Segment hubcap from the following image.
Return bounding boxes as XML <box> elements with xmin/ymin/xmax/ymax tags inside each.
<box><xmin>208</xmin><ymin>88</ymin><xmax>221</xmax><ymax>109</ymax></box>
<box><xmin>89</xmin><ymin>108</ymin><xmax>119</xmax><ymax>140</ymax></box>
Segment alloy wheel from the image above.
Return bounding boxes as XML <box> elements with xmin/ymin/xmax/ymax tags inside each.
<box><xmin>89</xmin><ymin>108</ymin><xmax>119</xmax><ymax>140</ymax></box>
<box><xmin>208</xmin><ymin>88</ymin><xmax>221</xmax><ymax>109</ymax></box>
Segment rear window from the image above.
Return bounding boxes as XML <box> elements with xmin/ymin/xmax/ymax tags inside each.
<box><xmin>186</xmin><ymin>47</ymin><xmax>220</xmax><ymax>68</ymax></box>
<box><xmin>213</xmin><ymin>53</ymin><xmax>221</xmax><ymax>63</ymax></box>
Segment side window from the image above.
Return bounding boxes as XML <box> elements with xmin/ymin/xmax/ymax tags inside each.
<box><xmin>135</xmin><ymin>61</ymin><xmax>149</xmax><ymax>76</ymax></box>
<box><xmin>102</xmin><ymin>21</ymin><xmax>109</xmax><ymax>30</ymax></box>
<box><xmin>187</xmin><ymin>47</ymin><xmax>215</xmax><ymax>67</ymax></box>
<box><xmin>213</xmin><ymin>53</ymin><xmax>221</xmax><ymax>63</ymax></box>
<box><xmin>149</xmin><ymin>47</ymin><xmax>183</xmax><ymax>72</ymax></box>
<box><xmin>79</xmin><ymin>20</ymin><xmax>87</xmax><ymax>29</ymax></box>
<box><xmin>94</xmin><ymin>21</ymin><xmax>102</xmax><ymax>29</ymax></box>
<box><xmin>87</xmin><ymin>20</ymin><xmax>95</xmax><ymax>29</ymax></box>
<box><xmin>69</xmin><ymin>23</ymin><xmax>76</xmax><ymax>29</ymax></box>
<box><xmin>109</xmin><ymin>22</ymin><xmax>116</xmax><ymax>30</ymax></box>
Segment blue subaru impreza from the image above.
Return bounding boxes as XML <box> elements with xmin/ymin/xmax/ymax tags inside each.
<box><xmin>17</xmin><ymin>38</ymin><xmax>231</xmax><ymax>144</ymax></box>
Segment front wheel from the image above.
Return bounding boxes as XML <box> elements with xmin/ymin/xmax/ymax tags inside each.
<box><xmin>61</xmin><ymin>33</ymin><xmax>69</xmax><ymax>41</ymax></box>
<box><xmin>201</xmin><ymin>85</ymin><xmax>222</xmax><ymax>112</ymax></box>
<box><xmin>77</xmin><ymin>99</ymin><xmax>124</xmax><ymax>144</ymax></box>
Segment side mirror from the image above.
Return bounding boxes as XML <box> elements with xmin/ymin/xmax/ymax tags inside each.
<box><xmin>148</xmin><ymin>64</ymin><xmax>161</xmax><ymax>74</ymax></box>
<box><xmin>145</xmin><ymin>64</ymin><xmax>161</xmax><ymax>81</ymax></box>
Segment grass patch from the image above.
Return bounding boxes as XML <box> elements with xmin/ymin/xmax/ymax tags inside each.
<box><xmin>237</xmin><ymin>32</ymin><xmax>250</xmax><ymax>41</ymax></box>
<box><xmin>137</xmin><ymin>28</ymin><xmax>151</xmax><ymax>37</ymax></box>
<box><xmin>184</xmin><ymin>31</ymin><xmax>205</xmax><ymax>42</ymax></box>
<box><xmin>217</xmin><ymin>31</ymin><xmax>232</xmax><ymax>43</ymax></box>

**********

▶ [YOUR INSTRUCTIONS]
Every line above that holds the string "window" should be returned.

▶ [EXERCISE SOLUTION]
Segment rear window from the image above.
Segment side window from the image above.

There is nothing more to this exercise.